What the task asks:
Copy out every line of the following material word for word, without changing anything.

——————

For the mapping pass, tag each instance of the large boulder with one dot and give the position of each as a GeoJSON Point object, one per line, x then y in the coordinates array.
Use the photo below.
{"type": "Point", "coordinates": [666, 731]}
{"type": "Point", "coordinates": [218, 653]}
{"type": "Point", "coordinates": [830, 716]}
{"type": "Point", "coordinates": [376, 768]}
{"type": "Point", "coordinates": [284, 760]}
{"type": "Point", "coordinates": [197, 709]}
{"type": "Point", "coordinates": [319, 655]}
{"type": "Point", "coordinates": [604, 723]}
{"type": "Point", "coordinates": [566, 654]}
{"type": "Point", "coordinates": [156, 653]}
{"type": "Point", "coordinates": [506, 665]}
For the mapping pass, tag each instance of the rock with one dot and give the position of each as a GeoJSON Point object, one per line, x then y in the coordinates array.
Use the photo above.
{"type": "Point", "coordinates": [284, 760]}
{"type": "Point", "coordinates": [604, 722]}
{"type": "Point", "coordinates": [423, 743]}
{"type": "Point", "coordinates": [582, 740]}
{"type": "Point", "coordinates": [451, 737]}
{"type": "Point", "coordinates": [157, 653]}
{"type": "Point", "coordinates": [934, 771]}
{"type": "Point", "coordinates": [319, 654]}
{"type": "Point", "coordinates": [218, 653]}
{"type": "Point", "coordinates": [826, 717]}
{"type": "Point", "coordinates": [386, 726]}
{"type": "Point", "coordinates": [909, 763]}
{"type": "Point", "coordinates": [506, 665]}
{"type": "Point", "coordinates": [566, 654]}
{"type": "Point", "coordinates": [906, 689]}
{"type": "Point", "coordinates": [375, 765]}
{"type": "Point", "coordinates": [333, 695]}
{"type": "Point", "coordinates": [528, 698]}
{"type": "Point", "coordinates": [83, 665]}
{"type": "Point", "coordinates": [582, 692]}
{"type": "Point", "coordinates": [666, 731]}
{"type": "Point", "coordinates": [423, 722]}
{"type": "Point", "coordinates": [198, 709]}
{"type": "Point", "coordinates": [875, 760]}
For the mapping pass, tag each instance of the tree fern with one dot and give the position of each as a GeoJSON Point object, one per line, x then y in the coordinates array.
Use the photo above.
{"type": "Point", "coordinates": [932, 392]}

——————

Final result:
For the mapping pass, tag each instance of the large boulder with one dot and give the position of each as a GeoJSON Point object, one per line, x then y in the coordinates array.
Use the photo below.
{"type": "Point", "coordinates": [666, 731]}
{"type": "Point", "coordinates": [218, 653]}
{"type": "Point", "coordinates": [830, 716]}
{"type": "Point", "coordinates": [376, 768]}
{"type": "Point", "coordinates": [284, 760]}
{"type": "Point", "coordinates": [197, 709]}
{"type": "Point", "coordinates": [319, 655]}
{"type": "Point", "coordinates": [604, 723]}
{"type": "Point", "coordinates": [566, 654]}
{"type": "Point", "coordinates": [156, 653]}
{"type": "Point", "coordinates": [506, 665]}
For the mapping pass, tag each instance of the rock with one dot and give the position of each as a GeoJSON Point object, one per line, x then y in the coordinates array.
Use the photo above.
{"type": "Point", "coordinates": [284, 760]}
{"type": "Point", "coordinates": [604, 722]}
{"type": "Point", "coordinates": [423, 743]}
{"type": "Point", "coordinates": [582, 740]}
{"type": "Point", "coordinates": [451, 737]}
{"type": "Point", "coordinates": [157, 653]}
{"type": "Point", "coordinates": [934, 771]}
{"type": "Point", "coordinates": [319, 654]}
{"type": "Point", "coordinates": [218, 653]}
{"type": "Point", "coordinates": [826, 717]}
{"type": "Point", "coordinates": [386, 726]}
{"type": "Point", "coordinates": [909, 763]}
{"type": "Point", "coordinates": [506, 665]}
{"type": "Point", "coordinates": [566, 654]}
{"type": "Point", "coordinates": [906, 689]}
{"type": "Point", "coordinates": [375, 765]}
{"type": "Point", "coordinates": [333, 695]}
{"type": "Point", "coordinates": [528, 698]}
{"type": "Point", "coordinates": [83, 665]}
{"type": "Point", "coordinates": [582, 692]}
{"type": "Point", "coordinates": [666, 731]}
{"type": "Point", "coordinates": [423, 722]}
{"type": "Point", "coordinates": [198, 709]}
{"type": "Point", "coordinates": [875, 760]}
For the mapping pass, tag each instance of the tree fern with one dot and give the position of each as a GeoJSON Point object, one per line, x then y in the coordinates array.
Use the photo above.
{"type": "Point", "coordinates": [932, 392]}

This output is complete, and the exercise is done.